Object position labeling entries
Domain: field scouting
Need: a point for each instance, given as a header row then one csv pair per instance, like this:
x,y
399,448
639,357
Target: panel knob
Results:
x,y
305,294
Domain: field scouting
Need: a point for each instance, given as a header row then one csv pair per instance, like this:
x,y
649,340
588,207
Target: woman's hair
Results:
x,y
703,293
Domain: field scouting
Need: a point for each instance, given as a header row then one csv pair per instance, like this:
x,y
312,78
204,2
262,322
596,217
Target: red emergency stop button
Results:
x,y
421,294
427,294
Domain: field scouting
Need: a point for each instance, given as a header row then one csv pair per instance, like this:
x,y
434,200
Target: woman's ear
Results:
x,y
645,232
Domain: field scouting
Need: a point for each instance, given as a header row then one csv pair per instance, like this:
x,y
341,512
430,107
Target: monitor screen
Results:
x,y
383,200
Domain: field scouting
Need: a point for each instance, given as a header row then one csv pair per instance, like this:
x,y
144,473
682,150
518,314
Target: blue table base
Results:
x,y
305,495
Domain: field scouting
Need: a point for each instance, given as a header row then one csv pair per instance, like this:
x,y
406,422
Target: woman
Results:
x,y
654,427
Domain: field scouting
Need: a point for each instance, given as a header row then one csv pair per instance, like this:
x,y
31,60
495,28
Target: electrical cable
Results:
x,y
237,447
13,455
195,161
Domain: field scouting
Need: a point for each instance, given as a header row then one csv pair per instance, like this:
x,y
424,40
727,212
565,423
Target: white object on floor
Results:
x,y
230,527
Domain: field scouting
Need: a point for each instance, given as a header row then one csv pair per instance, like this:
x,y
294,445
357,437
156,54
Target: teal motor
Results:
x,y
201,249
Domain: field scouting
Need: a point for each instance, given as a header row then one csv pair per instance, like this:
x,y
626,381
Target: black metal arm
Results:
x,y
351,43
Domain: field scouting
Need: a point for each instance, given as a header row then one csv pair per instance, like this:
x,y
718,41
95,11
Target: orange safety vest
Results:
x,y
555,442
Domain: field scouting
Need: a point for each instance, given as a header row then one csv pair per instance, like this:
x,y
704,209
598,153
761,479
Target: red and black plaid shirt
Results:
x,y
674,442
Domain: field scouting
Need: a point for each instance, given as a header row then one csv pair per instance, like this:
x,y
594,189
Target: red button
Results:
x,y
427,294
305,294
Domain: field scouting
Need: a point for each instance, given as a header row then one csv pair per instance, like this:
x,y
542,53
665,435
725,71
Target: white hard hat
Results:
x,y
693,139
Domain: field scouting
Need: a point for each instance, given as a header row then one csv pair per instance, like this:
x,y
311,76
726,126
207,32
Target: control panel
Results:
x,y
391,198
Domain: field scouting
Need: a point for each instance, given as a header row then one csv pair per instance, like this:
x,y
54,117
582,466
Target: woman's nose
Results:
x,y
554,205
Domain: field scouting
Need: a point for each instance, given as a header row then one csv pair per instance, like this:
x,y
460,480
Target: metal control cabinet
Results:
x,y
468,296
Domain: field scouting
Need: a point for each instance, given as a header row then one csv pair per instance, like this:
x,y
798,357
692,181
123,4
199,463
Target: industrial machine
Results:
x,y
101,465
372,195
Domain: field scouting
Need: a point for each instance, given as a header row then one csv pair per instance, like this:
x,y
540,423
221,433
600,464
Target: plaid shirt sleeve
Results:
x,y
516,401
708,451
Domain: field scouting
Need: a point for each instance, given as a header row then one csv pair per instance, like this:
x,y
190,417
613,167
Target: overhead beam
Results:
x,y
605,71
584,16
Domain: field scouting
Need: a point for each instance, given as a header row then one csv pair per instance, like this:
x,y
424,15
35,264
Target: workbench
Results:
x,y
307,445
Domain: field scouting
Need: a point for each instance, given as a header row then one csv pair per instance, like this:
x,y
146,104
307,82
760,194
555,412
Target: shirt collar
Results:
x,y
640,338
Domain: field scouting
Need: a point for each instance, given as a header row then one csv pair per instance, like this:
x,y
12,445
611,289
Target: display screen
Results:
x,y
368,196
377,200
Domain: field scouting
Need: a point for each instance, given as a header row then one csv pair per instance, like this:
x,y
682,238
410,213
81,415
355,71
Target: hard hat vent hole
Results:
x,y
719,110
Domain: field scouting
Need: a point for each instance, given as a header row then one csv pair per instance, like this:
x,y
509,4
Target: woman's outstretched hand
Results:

### Exercise details:
Copy all the entries verbatim.

### Written solution:
Domain: field scouting
Need: a point for each instance, given as a header row then one csv pair per instance, like this:
x,y
399,448
639,357
Target: panel knob
Results:
x,y
305,294
Domain: field scouting
Need: a point for each instance, given as a header row then one csv pair per instance, like this:
x,y
649,340
588,207
Target: woman's hair
Results:
x,y
703,293
Domain: field scouting
Need: a point for each instance, given as a header row then one csv pair per instance, like this:
x,y
312,78
204,2
262,322
596,217
Target: red emergency stop button
Results:
x,y
421,294
427,294
Domain: field scouting
Need: a point for each instance, given as a header row then one csv pair per instance, like this:
x,y
434,200
Target: woman's ear
Results:
x,y
645,232
Domain: field scouting
Need: a point for each instance, given as a header row then one csv pair per instance, like this:
x,y
341,512
430,107
Target: monitor screen
Results:
x,y
383,200
Domain: field scouting
Need: a point for each instance, given as a header row then one csv pair per instance, like this:
x,y
144,473
682,150
518,314
Target: blue table base
Results:
x,y
305,495
Domain: field scouting
Need: a point for each instance, given as a header row then one csv pair per instance, like this:
x,y
406,422
Target: woman
Results:
x,y
654,427
Domain: field scouting
Need: a point for each instance, given as a header row then one csv pair per instance, like this:
x,y
31,60
495,28
Target: electrical cable
Results:
x,y
237,447
13,455
195,161
Domain: field scouting
Need: a point for each instance, given as a header row then one csv pair per instance, like this:
x,y
424,40
727,212
565,423
Target: white object on floor
Results:
x,y
230,527
Domain: field scouting
Need: a point for each instance, given as a header row then one csv pair per instance, like this:
x,y
294,445
357,437
156,54
Target: teal motor
Results:
x,y
201,249
Domain: field scouting
Need: a point for each instance, given as a header row then one csv pair per instance, like this:
x,y
626,381
Target: black metal arm
Results:
x,y
351,43
Domain: field scouting
Need: a point for each instance, given as a header row then one csv pair per instance, like this:
x,y
718,41
95,11
Target: orange safety vest
Results:
x,y
555,442
Domain: field scouting
Need: a point for each instance, given as a header row then one csv pair per instance, like this:
x,y
704,209
598,153
761,479
Target: red and black plaid shirt
Results:
x,y
674,442
Domain: field scouting
Need: a point for each instance, given as a header row then one csv pair per instance, like this:
x,y
594,189
Target: red button
Results:
x,y
427,294
305,294
Domain: field scouting
Need: a point for each instance, given as a header row then one csv pair per instance, like this:
x,y
542,53
665,435
725,71
Target: white hard hat
Results:
x,y
693,139
Domain: field scouting
Need: a point for each instance, given as a header row then one csv pair per instance, like this:
x,y
311,76
726,126
207,32
Target: control panel
Results:
x,y
391,198
Domain: field scouting
Need: a point for each instance, given as a header row then one csv pair per instance, like this:
x,y
54,117
582,466
Target: woman's nose
Results:
x,y
554,205
Domain: field scouting
Need: a point for each instance, given as a header row then one csv pair per instance, like this:
x,y
460,480
Target: metal control cabinet
Results:
x,y
468,296
Domain: field scouting
Need: a point for each instance, given as a header row then one csv pair per instance, like this:
x,y
798,357
692,181
123,4
199,463
Target: industrial machine
Results:
x,y
101,465
372,195
Domain: field scouting
Need: a point for each instance, given as a header row then one csv pair per instance, like this:
x,y
540,423
221,433
600,464
Target: plaid shirt sleeve
Results:
x,y
516,401
708,451
Domain: field scouting
Need: a point for each instance, given as a header row then one csv pair per instance, like this:
x,y
190,417
613,167
Target: overhead beam
Results:
x,y
605,71
584,16
Domain: field scouting
Need: a point for each instance, given as a header row then one csv pair per instance, like this:
x,y
424,15
35,264
Target: workbench
Results:
x,y
307,445
Domain: field scouting
Need: a point for each instance, given as a header row then one csv pair per instance, like this:
x,y
146,104
307,82
760,194
555,412
Target: shirt collar
Results:
x,y
640,338
Domain: field scouting
Need: a point for each instance, given as a header row then one csv pair per instance, like this:
x,y
12,445
611,289
Target: display screen
Results:
x,y
368,196
377,200
Domain: field scouting
Need: a point for each instance, given as a header row then one csv pair per instance, like this:
x,y
682,238
410,213
81,415
355,71
Target: hard hat vent hole
Results:
x,y
719,110
Domain: field scouting
Need: a point for each instance, given as a header row then one csv pair per instance, like this:
x,y
509,4
Target: woman's outstretched hand
Results:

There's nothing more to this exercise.